# [Text segment]
It is fundamentally a broad conflict that puts the moderate against the extremist. The job of fighting terrorism cannot be separated from the task of preventing, containing and ending conflicts. All too often the places that generate terrorism as well as drug-trafficking, health epidemics, refugees, outflows and environmental disasters are shattered societies where hunger, greed, repression and poverty have fed violence, despair and extremism.



A close nexus



"Organised crime" will be a defining issue of the 21st century as the cold war was that of the 20th century and colonialism that of the 19th century. Transnational crime will proliferate because crime groups are the major beneficiaries of globalisation. The global drug industry alone now accounts for 2 per cent of the world economy and it is constantly rising.



According to a 1999 World Bank report, the smuggling trade between Taliban-controlled Afghanistan and Pakistan was worth more than $2.5 billions in 1997. If smuggling from other neighbouring nations is included in this network, the turnover could easily cross $5 billions most of it is in narcotics and its related ingredients like various chemicals which go for refining heroin.



There is a close nexus between Taliban and Pakistan in drug- trafficking. According to the U.N. Drug Control Programme, Afghanistan produced 4,600 metric tons of opium in 1999 — three times more opium than what is produced elsewhere in the world. This opium is processed in refining factories in Pakistan before being sent to Lagos en route to Europe and America. It is this drug money, running into several millions of dollars, that fuels terrorism, funds networks across the world and makes possible missions like the WTC air attack.



But drugs may not be the largest part of the global mafia's business. Mafia related stock-frauds use offshore corporations through various hideouts in the international system to manipulate the stock market.



There are around 50 "states" in the world, e.g. Bahamas, the Pacific island of Nauru, Yugoslavia and the Republic of Montenegro, that exist largely by selling their national sovereignty to those who wish to buy it in order to make their business deals inconspicuous. The "state" of Dominia advertises itself on the World Wide Web — its passport can be bought in a package with a name change, under the slogan "Perfect for someone who would like to leave his past behind". There is no secret as to what these states do; but since they have the formal attributes of independent states, they cannot simply be closed down.

# [Material provided]
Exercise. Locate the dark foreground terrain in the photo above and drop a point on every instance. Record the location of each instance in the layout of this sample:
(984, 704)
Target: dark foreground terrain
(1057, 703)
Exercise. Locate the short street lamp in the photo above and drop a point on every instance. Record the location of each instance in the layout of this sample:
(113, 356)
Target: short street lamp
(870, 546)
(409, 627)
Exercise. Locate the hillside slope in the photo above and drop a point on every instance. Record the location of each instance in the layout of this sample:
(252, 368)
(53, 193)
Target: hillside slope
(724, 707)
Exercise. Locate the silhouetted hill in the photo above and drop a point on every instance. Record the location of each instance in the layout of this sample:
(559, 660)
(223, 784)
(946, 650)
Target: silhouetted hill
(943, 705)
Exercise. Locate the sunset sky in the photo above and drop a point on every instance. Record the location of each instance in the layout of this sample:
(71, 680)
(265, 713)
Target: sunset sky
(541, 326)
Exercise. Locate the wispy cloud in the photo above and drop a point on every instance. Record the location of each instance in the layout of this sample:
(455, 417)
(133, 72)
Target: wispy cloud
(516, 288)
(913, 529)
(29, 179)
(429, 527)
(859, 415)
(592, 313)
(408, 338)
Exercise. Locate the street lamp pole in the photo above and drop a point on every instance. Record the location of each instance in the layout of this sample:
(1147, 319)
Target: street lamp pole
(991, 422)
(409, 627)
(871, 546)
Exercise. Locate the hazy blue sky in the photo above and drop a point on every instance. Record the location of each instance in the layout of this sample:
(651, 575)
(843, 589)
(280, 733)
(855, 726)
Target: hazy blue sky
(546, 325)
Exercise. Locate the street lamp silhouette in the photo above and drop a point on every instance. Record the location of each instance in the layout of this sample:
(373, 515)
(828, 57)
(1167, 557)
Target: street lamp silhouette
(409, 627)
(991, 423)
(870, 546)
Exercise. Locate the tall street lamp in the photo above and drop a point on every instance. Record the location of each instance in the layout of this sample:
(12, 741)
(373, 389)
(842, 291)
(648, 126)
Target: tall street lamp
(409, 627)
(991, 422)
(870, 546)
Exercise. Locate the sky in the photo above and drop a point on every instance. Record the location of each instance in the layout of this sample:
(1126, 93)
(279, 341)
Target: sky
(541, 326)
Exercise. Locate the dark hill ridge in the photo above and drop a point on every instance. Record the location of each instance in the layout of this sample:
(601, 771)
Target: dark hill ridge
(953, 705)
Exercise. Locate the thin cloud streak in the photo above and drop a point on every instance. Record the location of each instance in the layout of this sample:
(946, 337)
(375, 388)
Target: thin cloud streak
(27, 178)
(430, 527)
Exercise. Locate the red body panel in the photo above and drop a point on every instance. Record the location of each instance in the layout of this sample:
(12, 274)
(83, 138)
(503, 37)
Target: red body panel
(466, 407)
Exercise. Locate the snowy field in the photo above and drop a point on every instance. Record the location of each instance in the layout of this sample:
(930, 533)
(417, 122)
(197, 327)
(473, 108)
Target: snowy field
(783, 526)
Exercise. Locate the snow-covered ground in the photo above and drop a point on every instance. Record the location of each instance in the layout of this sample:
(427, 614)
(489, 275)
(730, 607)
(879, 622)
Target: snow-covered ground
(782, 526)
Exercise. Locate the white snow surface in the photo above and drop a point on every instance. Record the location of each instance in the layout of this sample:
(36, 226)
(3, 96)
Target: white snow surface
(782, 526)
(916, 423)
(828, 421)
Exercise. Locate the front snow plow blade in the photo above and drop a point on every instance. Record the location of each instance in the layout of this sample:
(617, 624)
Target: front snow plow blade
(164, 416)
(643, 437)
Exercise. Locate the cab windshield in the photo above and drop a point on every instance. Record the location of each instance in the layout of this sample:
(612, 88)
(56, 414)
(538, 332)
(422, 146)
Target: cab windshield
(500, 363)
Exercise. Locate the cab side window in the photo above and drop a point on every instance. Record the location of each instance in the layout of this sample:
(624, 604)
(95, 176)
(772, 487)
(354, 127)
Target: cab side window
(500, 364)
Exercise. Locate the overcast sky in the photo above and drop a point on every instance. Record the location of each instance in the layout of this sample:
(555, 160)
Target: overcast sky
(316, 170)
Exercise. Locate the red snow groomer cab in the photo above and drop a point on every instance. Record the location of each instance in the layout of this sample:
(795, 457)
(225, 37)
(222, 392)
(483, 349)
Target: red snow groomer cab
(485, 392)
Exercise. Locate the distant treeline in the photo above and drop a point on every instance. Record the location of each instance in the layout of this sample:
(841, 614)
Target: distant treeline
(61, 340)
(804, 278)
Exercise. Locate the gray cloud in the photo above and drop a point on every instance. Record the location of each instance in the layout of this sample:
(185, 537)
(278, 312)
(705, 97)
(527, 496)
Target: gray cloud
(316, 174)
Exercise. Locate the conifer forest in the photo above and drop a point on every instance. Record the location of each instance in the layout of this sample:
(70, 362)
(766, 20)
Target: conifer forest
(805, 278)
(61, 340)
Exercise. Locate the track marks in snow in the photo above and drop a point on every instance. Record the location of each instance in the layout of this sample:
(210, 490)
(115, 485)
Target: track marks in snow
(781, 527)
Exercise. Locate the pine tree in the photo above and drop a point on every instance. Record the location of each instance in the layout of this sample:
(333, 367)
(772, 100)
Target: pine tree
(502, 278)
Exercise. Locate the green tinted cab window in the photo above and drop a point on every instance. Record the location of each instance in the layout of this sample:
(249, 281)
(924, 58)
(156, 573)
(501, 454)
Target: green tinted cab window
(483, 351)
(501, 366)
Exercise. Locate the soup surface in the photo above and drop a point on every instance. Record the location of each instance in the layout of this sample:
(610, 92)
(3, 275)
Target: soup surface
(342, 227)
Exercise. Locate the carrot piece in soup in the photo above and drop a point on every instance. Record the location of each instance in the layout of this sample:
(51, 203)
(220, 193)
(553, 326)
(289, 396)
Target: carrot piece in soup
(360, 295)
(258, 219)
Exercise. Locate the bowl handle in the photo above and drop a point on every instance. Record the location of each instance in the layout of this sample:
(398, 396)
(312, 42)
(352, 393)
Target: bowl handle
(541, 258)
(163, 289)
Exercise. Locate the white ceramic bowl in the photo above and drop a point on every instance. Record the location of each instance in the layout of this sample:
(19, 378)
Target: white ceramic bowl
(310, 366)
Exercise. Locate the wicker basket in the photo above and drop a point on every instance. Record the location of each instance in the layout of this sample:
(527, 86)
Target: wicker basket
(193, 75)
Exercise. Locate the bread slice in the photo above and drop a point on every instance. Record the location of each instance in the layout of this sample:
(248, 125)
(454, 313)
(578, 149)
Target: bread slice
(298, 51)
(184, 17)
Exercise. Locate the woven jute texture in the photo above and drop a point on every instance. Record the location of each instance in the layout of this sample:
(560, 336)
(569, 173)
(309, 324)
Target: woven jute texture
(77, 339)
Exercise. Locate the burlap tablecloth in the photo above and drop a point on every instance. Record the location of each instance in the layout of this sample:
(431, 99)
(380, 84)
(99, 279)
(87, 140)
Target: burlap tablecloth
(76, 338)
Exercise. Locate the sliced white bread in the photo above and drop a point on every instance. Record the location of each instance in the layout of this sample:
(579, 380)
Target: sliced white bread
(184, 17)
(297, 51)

# [Given instruction 1]
Answer these questions from the piece on organized crime and terrorism:
(a) What share of the world economy does the global drug industry account for?
(b) How many metric tons of opium did Afghanistan produce in 1999, according to the U.N. Drug Control Programme?
(c) What slogan is attached to the passport sold by the "state" of Dominia?
# [Given instruction 2]
Rewrite the entries from the line containing "Exercise. Locate the woven" through the last entry, replacing "burlap" with "linen" and keeping everything else unchanged.
The text and the entries were taken from unrelated sources.

# [Worked answer 1]
(a) 2 per cent
(b) 4,600 metric tons
(c) "Perfect for someone who would like to leave his past behind"

# [Worked answer 2]
Exercise. Locate the woven jute texture in the photo above and drop a point on every instance. Record the location of each instance in the layout of this sample:
(560, 336)
(569, 173)
(309, 324)
Target: woven jute texture
(77, 339)
Exercise. Locate the linen tablecloth in the photo above and drop a point on every instance. Record the location of each instance in the layout of this sample:
(431, 99)
(380, 84)
(99, 279)
(87, 140)
Target: linen tablecloth
(76, 338)
Exercise. Locate the sliced white bread in the photo above and drop a point on every instance. Record the location of each instance in the layout of this sample:
(579, 380)
Target: sliced white bread
(184, 17)
(297, 51)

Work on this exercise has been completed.